■ Written exercise ■
Write out the stretch of the data below from its first line through the line containing "pixel 332 97", copying every line exactly.

** begin Record excerpts **

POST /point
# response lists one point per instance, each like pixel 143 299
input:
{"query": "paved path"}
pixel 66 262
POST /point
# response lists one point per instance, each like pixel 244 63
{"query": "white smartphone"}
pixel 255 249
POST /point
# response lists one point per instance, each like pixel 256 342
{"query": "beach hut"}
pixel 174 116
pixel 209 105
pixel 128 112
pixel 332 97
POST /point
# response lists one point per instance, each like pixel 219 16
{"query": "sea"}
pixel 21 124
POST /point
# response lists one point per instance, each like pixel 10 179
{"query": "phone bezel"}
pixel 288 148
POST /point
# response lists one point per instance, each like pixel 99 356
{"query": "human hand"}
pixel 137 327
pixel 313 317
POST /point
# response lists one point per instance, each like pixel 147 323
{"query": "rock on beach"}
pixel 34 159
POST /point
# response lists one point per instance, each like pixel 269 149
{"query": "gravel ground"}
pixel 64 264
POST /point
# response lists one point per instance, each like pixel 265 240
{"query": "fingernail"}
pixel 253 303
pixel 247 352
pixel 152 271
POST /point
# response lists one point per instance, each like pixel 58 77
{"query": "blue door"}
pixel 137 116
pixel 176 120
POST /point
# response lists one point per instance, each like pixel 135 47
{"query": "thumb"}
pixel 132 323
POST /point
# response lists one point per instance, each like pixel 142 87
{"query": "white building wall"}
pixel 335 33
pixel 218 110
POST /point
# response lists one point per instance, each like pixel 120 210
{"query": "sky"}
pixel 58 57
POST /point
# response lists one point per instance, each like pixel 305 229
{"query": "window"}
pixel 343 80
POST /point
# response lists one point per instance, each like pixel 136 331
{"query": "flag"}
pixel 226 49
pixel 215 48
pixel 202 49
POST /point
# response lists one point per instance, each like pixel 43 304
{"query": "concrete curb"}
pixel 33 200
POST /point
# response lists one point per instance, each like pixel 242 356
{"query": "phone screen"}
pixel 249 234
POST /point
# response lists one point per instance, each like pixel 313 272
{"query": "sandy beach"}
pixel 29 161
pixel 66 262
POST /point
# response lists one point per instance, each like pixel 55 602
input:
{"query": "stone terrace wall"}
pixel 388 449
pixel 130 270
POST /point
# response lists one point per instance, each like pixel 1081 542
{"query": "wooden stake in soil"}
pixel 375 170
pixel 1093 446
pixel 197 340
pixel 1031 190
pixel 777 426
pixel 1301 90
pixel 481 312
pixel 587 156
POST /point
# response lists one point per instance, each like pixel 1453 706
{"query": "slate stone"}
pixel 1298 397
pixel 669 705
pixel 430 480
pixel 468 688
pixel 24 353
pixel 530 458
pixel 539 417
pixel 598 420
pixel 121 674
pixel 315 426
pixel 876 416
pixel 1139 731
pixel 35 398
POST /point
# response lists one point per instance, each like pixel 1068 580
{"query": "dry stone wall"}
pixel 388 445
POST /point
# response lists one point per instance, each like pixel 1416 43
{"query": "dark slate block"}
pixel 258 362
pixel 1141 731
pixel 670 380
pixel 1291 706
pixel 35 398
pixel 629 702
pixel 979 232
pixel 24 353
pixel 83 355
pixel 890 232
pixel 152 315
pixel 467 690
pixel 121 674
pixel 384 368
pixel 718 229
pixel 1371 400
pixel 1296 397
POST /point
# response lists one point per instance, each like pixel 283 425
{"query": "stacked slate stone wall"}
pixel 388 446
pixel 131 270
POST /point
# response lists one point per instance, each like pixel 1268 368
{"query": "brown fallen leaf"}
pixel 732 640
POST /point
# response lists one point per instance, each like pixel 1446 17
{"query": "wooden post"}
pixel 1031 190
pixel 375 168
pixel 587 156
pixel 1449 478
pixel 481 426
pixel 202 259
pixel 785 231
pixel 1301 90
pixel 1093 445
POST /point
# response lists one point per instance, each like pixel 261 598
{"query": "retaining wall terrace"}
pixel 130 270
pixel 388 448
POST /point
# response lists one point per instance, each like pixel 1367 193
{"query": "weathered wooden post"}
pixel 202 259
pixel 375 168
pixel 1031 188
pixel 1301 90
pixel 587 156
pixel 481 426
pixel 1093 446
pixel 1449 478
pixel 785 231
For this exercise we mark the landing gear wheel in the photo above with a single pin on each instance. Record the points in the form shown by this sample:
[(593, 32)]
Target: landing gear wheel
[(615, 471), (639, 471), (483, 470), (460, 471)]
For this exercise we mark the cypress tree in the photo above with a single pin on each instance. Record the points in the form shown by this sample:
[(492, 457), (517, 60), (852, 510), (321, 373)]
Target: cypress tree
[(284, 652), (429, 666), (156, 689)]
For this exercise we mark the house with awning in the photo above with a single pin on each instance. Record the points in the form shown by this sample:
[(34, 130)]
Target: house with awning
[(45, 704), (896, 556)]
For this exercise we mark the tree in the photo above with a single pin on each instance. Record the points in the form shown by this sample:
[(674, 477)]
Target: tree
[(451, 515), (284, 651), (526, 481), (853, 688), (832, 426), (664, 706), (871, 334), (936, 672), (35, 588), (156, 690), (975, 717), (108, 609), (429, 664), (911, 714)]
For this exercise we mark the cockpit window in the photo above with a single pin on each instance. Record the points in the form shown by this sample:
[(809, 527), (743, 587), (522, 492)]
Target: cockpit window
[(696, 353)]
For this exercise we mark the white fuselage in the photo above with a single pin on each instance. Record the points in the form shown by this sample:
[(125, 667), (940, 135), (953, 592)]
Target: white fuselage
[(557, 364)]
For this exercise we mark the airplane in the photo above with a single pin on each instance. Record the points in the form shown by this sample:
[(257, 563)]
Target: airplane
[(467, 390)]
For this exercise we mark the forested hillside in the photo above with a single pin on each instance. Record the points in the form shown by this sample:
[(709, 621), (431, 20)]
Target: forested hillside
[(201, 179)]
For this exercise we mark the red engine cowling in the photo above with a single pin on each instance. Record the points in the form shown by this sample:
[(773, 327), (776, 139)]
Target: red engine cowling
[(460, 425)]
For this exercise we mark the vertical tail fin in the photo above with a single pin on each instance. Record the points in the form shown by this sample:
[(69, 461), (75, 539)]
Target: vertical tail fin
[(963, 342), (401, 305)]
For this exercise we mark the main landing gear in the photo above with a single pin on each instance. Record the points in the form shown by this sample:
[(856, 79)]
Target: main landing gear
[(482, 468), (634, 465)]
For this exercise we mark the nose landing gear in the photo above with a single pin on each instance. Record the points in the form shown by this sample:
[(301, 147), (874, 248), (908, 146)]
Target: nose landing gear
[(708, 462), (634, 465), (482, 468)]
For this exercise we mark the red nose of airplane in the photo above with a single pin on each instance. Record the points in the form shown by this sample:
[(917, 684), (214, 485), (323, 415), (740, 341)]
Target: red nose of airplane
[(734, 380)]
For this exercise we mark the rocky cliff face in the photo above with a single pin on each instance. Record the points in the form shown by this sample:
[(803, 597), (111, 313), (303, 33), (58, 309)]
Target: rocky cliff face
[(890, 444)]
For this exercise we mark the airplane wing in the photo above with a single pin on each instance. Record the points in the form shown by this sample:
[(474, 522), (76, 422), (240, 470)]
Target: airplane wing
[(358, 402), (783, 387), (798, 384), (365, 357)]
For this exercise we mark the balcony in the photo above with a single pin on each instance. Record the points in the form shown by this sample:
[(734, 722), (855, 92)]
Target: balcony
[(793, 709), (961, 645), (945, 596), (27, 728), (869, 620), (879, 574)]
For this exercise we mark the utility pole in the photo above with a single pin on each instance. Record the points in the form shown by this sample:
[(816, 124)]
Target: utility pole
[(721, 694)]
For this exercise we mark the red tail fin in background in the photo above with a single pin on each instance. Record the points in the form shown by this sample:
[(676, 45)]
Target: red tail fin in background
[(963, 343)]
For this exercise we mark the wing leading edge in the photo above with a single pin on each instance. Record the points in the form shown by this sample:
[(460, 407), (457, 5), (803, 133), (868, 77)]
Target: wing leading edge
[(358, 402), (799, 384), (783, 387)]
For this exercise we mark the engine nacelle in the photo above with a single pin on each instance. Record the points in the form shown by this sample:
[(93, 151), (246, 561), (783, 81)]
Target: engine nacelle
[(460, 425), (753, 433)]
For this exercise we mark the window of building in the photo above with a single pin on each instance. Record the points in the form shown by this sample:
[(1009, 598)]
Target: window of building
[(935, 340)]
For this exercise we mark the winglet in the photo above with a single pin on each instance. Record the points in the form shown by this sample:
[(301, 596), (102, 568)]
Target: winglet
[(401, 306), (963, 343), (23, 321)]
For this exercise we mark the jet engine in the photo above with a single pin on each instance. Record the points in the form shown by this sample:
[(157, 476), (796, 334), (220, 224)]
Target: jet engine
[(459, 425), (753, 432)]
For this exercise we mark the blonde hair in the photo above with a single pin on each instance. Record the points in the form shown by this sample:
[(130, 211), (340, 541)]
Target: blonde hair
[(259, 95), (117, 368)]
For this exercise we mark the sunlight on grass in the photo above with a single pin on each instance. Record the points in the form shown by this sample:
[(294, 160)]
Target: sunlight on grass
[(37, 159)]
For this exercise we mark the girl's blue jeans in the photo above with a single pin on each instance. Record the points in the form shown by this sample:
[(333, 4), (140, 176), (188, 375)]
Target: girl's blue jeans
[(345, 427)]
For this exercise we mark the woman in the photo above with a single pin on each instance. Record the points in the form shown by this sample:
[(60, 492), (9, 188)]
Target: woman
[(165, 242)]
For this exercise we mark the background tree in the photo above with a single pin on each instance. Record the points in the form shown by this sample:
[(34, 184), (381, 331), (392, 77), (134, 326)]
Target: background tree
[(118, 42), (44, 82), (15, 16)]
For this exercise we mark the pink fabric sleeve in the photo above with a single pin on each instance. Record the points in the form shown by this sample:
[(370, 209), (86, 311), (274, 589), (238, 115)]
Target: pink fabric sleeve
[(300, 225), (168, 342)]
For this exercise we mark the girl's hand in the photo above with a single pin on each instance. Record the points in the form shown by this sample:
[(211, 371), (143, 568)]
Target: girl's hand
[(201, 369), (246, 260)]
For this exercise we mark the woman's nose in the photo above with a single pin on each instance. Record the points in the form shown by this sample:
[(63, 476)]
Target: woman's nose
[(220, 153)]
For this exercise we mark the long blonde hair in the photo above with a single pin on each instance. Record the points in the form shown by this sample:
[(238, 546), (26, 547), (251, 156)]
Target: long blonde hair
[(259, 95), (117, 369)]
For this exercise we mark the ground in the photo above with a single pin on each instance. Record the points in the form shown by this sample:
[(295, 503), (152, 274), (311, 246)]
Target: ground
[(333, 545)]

** end Record excerpts **

■ The completed task ■
POST /point
# response lists one point per instance, each like pixel 143 299
input:
{"query": "paved path"}
pixel 66 262
POST /point
# response lists one point per instance, each like pixel 244 63
{"query": "white smartphone"}
pixel 255 249
POST /point
# response lists one point per instance, each like pixel 256 342
{"query": "beach hut"}
pixel 174 116
pixel 209 105
pixel 128 112
pixel 332 97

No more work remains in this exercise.